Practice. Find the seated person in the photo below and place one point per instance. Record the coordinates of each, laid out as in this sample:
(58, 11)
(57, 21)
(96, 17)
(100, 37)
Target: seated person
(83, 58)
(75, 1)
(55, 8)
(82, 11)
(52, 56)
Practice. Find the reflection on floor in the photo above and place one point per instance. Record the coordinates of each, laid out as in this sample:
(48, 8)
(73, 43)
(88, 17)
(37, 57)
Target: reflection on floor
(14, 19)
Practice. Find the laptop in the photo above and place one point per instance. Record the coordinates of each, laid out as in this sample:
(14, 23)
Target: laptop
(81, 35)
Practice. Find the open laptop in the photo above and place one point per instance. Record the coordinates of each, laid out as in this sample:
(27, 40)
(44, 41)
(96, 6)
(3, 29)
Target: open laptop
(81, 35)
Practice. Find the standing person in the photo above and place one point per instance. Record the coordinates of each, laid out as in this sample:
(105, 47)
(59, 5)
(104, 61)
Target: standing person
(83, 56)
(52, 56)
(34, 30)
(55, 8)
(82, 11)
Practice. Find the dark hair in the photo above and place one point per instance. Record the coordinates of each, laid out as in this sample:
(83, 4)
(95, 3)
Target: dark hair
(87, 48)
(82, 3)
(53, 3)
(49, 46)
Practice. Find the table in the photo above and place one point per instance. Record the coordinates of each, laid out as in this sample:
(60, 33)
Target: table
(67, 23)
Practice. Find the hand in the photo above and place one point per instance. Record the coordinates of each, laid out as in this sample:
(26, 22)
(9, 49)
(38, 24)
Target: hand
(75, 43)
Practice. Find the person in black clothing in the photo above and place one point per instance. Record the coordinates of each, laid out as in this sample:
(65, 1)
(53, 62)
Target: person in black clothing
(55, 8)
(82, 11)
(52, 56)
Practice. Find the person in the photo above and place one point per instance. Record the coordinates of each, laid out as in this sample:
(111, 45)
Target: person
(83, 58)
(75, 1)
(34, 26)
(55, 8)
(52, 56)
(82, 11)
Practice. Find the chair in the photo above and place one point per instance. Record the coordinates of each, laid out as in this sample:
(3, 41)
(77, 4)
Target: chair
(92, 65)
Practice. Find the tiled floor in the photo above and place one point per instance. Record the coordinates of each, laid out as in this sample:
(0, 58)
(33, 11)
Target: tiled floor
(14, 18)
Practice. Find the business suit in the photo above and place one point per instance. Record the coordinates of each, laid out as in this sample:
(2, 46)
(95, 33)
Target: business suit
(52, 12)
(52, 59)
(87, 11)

Instructions to follow. In full and without alteration, copy the entries.

Exercise answer.
Practice. Find the seated person in the photo below and place one point per instance. Record the coordinates of each, laid out as in this sample:
(58, 11)
(57, 21)
(96, 17)
(100, 37)
Target: seated person
(83, 58)
(75, 1)
(55, 8)
(82, 11)
(52, 56)
Practice. Find the reflection on floor in the photo above and place one point per instance. Record the coordinates of each, laid out as in this sample:
(48, 8)
(73, 43)
(88, 17)
(37, 57)
Target: reflection on floor
(14, 19)
Practice. Find the laptop in the photo above and place one point per instance. Record the coordinates of each, laid out as in this sample:
(14, 23)
Target: laptop
(81, 35)
Practice. Find the open laptop in the photo above and place one point per instance. Record the coordinates of each, laid out as in this sample:
(27, 40)
(44, 41)
(96, 6)
(3, 29)
Target: open laptop
(81, 35)
Practice. Find the standing person in the photo above and place one point per instance. Record the coordinates of each, laid out as in this sample:
(105, 47)
(59, 5)
(104, 61)
Target: standing person
(83, 56)
(52, 56)
(34, 30)
(55, 8)
(82, 11)
Practice. Find the dark hair in the photo above and place one point per instance. Record the coordinates of each, laid out as in this sample:
(83, 4)
(95, 3)
Target: dark hair
(87, 48)
(82, 3)
(53, 3)
(49, 46)
Practice. Find the table in the photo above and place one point per instance. Record the coordinates of each, laid out as in this sample:
(60, 33)
Target: table
(67, 23)
Practice. Find the hand in the photo above and place one point per instance. Record the coordinates of each, laid out as in this sample:
(26, 22)
(9, 49)
(38, 24)
Target: hand
(75, 43)
Practice. Find the person in black clothing in the photo above and place one point per instance. Record the coordinates of each, laid out as in this sample:
(65, 1)
(53, 62)
Target: person in black clothing
(55, 8)
(82, 11)
(52, 56)
Practice. Find the person in the photo above and place one point per instance. Record the coordinates of each, laid out as in this sample:
(111, 45)
Target: person
(83, 58)
(75, 1)
(34, 26)
(55, 8)
(52, 56)
(82, 11)
Practice. Find the chair in the photo above and place one point per instance. Record the coordinates of each, laid out as in this sample:
(3, 41)
(77, 4)
Target: chair
(92, 65)
Practice. Find the tiled floor in the photo above and place one point per instance. Record the coordinates of each, laid out as in this sample:
(0, 58)
(33, 11)
Target: tiled floor
(14, 18)
Practice. Find the business suit in the photo above and place one point per instance. Record the coordinates of each, laid out as in this sample:
(2, 46)
(95, 33)
Target: business suit
(52, 12)
(52, 59)
(87, 11)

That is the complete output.